▶ _Task to carry out_
Count how many lines in the entries below contain the word "llama", and give only that number.

▶ _Exercise material_
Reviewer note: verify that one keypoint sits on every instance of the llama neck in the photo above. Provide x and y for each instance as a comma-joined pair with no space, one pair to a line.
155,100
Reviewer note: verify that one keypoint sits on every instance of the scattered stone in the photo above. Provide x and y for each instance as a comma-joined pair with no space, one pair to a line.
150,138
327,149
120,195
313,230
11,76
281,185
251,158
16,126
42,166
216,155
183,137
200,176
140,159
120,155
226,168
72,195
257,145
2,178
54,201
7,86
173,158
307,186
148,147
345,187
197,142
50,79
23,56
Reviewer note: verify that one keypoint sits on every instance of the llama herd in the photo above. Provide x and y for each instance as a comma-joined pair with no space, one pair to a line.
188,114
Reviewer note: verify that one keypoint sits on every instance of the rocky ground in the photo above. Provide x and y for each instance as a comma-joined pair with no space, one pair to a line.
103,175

---

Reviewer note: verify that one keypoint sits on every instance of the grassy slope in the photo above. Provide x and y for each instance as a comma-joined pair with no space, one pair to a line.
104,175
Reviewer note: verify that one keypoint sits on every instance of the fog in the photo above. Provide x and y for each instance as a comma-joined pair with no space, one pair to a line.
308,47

▶ _Written answer_
2